WHAT THE EXERCISE ASKS — Copy every line of the items below word for word, leaving out the pictures.

EXERCISE INPUT —

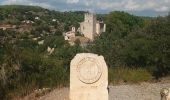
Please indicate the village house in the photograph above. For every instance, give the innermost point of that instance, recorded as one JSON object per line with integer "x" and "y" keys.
{"x": 7, "y": 26}
{"x": 70, "y": 35}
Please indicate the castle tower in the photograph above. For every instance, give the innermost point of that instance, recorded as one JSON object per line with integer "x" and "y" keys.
{"x": 88, "y": 27}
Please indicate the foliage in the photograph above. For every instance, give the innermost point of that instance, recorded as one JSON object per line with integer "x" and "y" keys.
{"x": 132, "y": 75}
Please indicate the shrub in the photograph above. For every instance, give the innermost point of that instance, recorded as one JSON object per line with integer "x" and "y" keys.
{"x": 132, "y": 75}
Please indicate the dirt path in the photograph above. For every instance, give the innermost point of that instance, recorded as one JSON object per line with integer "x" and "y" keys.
{"x": 144, "y": 91}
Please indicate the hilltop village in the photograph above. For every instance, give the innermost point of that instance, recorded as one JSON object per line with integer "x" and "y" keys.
{"x": 89, "y": 29}
{"x": 37, "y": 45}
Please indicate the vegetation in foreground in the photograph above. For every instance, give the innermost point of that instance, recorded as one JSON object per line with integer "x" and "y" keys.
{"x": 140, "y": 44}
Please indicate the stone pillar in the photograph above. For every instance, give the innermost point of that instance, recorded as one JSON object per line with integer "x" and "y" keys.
{"x": 88, "y": 77}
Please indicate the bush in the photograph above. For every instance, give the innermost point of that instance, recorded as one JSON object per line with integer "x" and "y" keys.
{"x": 132, "y": 75}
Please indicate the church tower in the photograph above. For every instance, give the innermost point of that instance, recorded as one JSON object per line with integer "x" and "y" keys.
{"x": 88, "y": 27}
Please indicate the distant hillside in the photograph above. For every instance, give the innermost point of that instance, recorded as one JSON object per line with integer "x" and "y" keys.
{"x": 14, "y": 14}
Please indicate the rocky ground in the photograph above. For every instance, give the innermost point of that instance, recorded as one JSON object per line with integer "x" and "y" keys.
{"x": 143, "y": 91}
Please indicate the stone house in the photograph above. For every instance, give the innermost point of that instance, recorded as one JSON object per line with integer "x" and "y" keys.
{"x": 91, "y": 27}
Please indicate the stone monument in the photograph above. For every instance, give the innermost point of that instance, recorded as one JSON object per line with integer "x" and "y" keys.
{"x": 88, "y": 77}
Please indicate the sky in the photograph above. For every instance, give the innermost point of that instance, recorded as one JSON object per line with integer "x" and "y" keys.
{"x": 136, "y": 7}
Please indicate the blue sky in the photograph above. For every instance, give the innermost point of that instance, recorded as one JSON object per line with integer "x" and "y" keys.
{"x": 137, "y": 7}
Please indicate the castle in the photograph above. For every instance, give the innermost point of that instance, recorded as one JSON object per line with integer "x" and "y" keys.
{"x": 89, "y": 28}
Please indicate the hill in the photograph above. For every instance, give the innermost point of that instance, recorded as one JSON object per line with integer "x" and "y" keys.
{"x": 136, "y": 49}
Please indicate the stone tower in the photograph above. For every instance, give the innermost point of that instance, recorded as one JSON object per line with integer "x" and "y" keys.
{"x": 88, "y": 27}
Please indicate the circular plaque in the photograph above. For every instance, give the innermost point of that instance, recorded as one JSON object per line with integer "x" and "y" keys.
{"x": 89, "y": 70}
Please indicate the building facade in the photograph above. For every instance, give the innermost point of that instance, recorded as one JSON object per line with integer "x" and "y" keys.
{"x": 91, "y": 27}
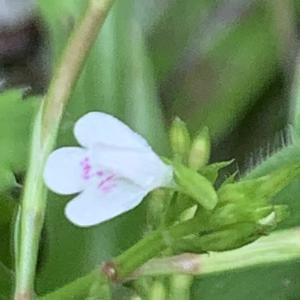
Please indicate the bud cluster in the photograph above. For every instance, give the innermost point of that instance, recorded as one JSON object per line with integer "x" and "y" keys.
{"x": 230, "y": 215}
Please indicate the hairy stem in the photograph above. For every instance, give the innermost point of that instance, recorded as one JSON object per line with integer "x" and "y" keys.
{"x": 279, "y": 247}
{"x": 121, "y": 267}
{"x": 32, "y": 210}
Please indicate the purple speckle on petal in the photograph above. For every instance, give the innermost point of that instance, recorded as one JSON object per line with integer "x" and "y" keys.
{"x": 107, "y": 184}
{"x": 86, "y": 168}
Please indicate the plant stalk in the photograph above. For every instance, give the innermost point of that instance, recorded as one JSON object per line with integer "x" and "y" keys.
{"x": 32, "y": 210}
{"x": 279, "y": 247}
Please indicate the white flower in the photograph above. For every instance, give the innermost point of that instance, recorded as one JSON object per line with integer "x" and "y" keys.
{"x": 113, "y": 170}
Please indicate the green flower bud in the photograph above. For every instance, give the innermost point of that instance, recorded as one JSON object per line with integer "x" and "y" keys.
{"x": 180, "y": 140}
{"x": 196, "y": 186}
{"x": 7, "y": 180}
{"x": 258, "y": 192}
{"x": 200, "y": 150}
{"x": 211, "y": 172}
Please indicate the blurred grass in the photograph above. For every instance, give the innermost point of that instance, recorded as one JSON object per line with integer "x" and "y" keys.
{"x": 213, "y": 63}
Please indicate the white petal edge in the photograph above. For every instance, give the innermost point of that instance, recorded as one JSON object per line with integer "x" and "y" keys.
{"x": 144, "y": 167}
{"x": 98, "y": 127}
{"x": 93, "y": 206}
{"x": 63, "y": 172}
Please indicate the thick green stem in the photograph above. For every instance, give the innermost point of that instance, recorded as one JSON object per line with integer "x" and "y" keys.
{"x": 277, "y": 248}
{"x": 33, "y": 205}
{"x": 123, "y": 265}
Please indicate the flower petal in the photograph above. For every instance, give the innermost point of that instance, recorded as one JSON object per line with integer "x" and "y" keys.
{"x": 95, "y": 205}
{"x": 63, "y": 172}
{"x": 98, "y": 127}
{"x": 143, "y": 167}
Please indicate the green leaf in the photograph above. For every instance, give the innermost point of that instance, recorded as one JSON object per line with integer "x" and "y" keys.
{"x": 16, "y": 116}
{"x": 117, "y": 79}
{"x": 196, "y": 186}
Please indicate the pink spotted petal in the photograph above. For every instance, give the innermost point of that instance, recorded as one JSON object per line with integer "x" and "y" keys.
{"x": 96, "y": 205}
{"x": 66, "y": 170}
{"x": 142, "y": 167}
{"x": 100, "y": 128}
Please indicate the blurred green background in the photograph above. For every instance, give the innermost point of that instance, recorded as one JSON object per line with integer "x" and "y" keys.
{"x": 228, "y": 65}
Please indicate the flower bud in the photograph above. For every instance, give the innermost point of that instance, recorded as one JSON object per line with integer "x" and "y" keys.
{"x": 180, "y": 140}
{"x": 200, "y": 150}
{"x": 196, "y": 186}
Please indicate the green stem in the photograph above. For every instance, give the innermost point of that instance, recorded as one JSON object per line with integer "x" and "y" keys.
{"x": 279, "y": 247}
{"x": 123, "y": 265}
{"x": 45, "y": 131}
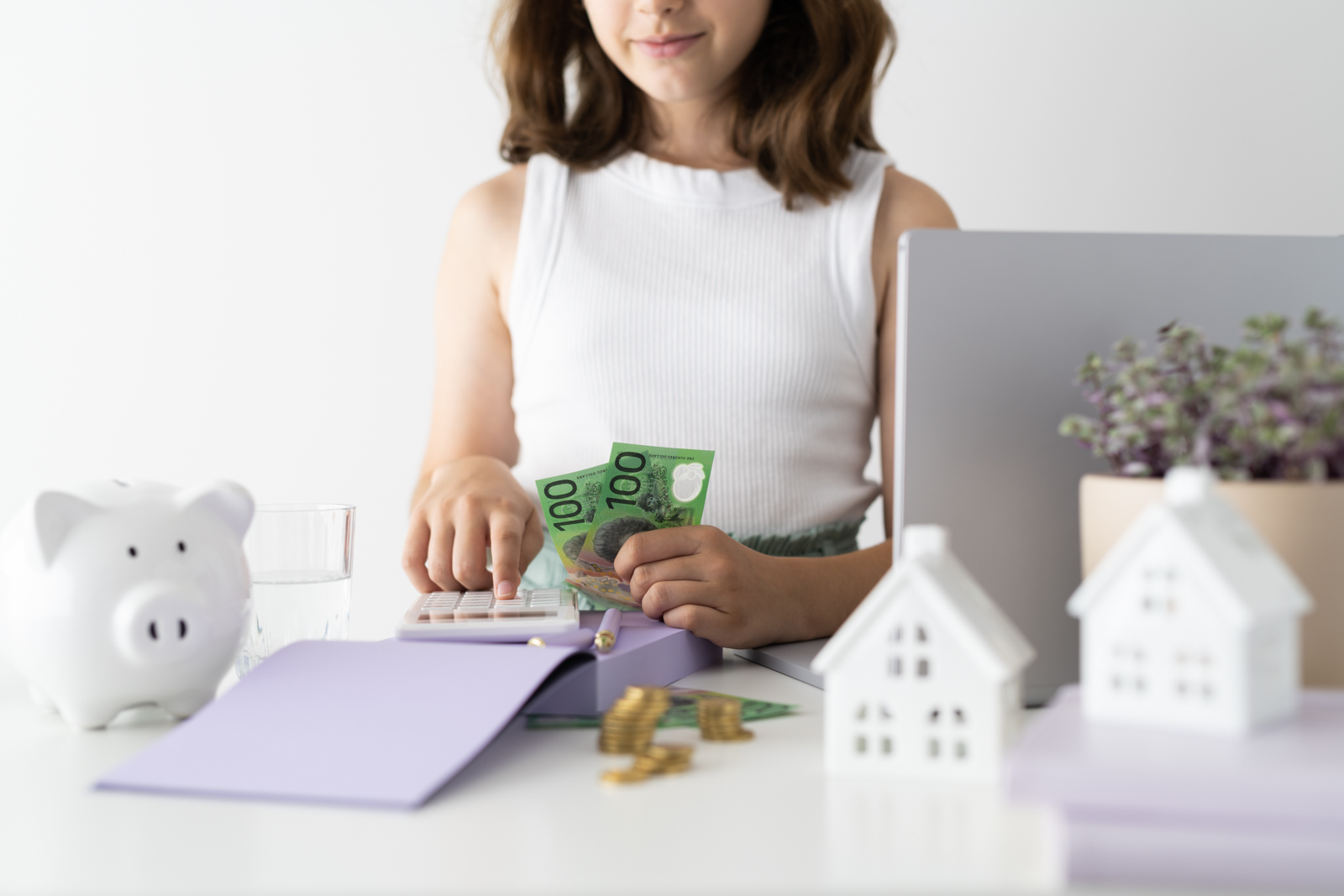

SOLUTION FOR THIS PROBLEM —
Please indicate the village house in the photograph above. For every instance, give the innermost point of that instance, recorded as one JSON object per line with integer "x" and "y" keys.
{"x": 7, "y": 26}
{"x": 70, "y": 35}
Please indicate the castle tower in the photograph above. For every instance, give the innermost point of that instance, recorded as one JSON object per line with integer "x" and "y" keys.
{"x": 88, "y": 27}
Please indicate the foliage in the photograph above. For every instance, give the innermost point of that instance, recorded as one JSON object per line with integer "x" and "y" keys.
{"x": 132, "y": 75}
Please indicate the shrub in the photograph above. For every instance, give the innermost point of that instance, recorded as one JSON object per line with integer "x" and "y" keys.
{"x": 132, "y": 75}
Please indicate the dirt path in the photograph above. For every instance, give the innermost point of that instance, recorded as one JSON object per line with integer "x" and "y" keys.
{"x": 144, "y": 91}
Please indicate the hilltop village in the photograph above. For every instance, give the innermost point of that instance, recorded as one JSON object per line with integer "x" and "y" keys.
{"x": 89, "y": 29}
{"x": 37, "y": 45}
Please indicate the vegetation in foreground in the photograph above. For every instance, give the innermost point of that instance, recorded as one JSON object per line with integer "x" and "y" keys.
{"x": 140, "y": 44}
Please indicate the stone pillar in the photograph above. For every instance, give the innermost point of that instance, recorded as one JSON object per line with integer "x" and "y" keys.
{"x": 88, "y": 77}
Please indicate the bush in the photograph above. For every instance, give the innermost point of that instance, recorded as one JSON object per line with integer "x" and "y" keys.
{"x": 132, "y": 75}
Please indicate the church tower in the photograph above. For every instance, give the innermost point of that instance, recorded as one JSON object per line with integer "x" and "y" keys.
{"x": 88, "y": 27}
Please indicate the distant hillside in the photograph above. For every instance, give the innermost point of that instance, recorded as one JSON object per line with integer "x" and "y" keys.
{"x": 14, "y": 14}
Please indicate the rocky ground in the photograph above. For every instance, give the innermost point of that instance, recorded as one JSON object per line with integer "x" and "y" keys.
{"x": 143, "y": 91}
Please indicate the stone house in the photograph above. For every instance, give the innermost point of that instance, recorded as one JSON object per line with integer "x" and "y" keys.
{"x": 91, "y": 27}
Please indicate the stone monument in the photograph above. For every instance, give the innermost point of that instance, recorded as one JSON object per line with integer "x" and "y" keys.
{"x": 88, "y": 77}
Please indicate the sky in the photograph above. For every instance, give the innermost point of that instance, recorded as one JSON object per line with integer "x" and "y" keys.
{"x": 136, "y": 7}
Please indicate the blue sky in the photograph above. For every instance, give the innermost point of that instance, recorded as one JSON object per line with integer "x" and "y" keys.
{"x": 137, "y": 7}
Please indicate the castle in the photograph above. For every instance, give the innermost point of that instance, recorded as one JSON object per line with integer "x" and "y" keys.
{"x": 89, "y": 28}
Please indicate the hill in the photograph above. For every instance, give the innermost point of that instance, recorded as one JSON object per line with integer "x" and "y" keys.
{"x": 136, "y": 49}
Please indicate the stone tower in the photograph above. For every instance, give the innermost point of that instance, recorded as one JSON object per line with integer "x" and "y" keys.
{"x": 88, "y": 27}
Please indicate the circular plaque in the photograph above. For every instance, give the innermost point of that instance, recorded as one JSON object per line with integer "x" and "y" keys.
{"x": 89, "y": 70}
Please indicate the building facade in the photograph above. For every instance, give the innermost point of that instance, recorded as one JSON object per line with integer "x" and "y" keys.
{"x": 91, "y": 27}
Please indicate the bud cluster in the photograph above. For every instance, give the innermost point of that instance, recorded as one JSON object per line with integer "x" and "y" keys.
{"x": 230, "y": 215}
Please indicate the hairy stem in the photograph above. For every instance, give the innermost point of that instance, recorded as one JSON object per line with integer "x" and "y" keys.
{"x": 279, "y": 247}
{"x": 121, "y": 267}
{"x": 32, "y": 210}
Please indicate the purple speckle on petal in the photograph above. For every instance, give the innermost point of that instance, recorded as one JSON object per line with integer "x" and "y" keys.
{"x": 107, "y": 184}
{"x": 86, "y": 168}
Please indicate the plant stalk in the photograph above. For every instance, give the innermost point of that instance, recorded as one JSON object per line with integer "x" and "y" keys.
{"x": 32, "y": 210}
{"x": 279, "y": 247}
Please indicate the white flower in the photograph above. For every instance, give the innermost point of that instance, recorded as one JSON object per line with integer "x" and "y" keys.
{"x": 113, "y": 170}
Please indicate the green flower bud in the photograph above. For every instance, give the innermost point of that instance, recorded as one JSON object per line with integer "x" and "y" keys.
{"x": 180, "y": 140}
{"x": 196, "y": 186}
{"x": 7, "y": 180}
{"x": 258, "y": 192}
{"x": 200, "y": 150}
{"x": 211, "y": 172}
Please indicate the blurred grass in the photograph above. For every instance, give the innermost point of that instance, recorded as one JSON object per line with integer "x" and "y" keys.
{"x": 213, "y": 63}
Please indicate the white petal edge in the photograph above. For every instance, give the innermost point of that instance, recorded as one JSON object per line with integer "x" and "y" keys.
{"x": 144, "y": 167}
{"x": 98, "y": 127}
{"x": 93, "y": 206}
{"x": 63, "y": 172}
Please indicate the thick green stem in the photograph above. For every instance, give the innermost point of that instance, recorded as one JSON object per line with integer "x" and "y" keys.
{"x": 277, "y": 248}
{"x": 33, "y": 205}
{"x": 123, "y": 265}
Please indicate the flower petal in the photograph above. For every instance, give the innermost point of that instance, recorded as one JSON object per line with integer "x" and "y" keys.
{"x": 95, "y": 205}
{"x": 63, "y": 172}
{"x": 98, "y": 127}
{"x": 143, "y": 167}
Please indicate the green leaf in the photograph above. For every instance, give the innermost point of that instance, recorded as one JSON object per line with integer "x" and "y" keys.
{"x": 16, "y": 116}
{"x": 117, "y": 79}
{"x": 196, "y": 186}
Please indicate the pink spotted petal in the photograph above. For every instance, give the innermost point of that instance, recorded as one JSON object per line with integer "x" and "y" keys.
{"x": 96, "y": 205}
{"x": 66, "y": 170}
{"x": 142, "y": 167}
{"x": 100, "y": 128}
Please indicate the blurred green background in the photograph above. For every instance, give the innermost point of that instance, recorded as one JSON object per line with integer "x" and "y" keys.
{"x": 228, "y": 65}
Please indicate the flower bud in the photograph above. For every instance, give the innermost point of that instance, recorded as one JSON object per line with integer "x" and "y" keys.
{"x": 180, "y": 140}
{"x": 200, "y": 150}
{"x": 196, "y": 186}
Please indicate the green stem in the photograph above. For every instance, give the innermost point of that instance, recorded as one JSON object per line with integer "x" and "y" keys.
{"x": 279, "y": 247}
{"x": 123, "y": 265}
{"x": 45, "y": 131}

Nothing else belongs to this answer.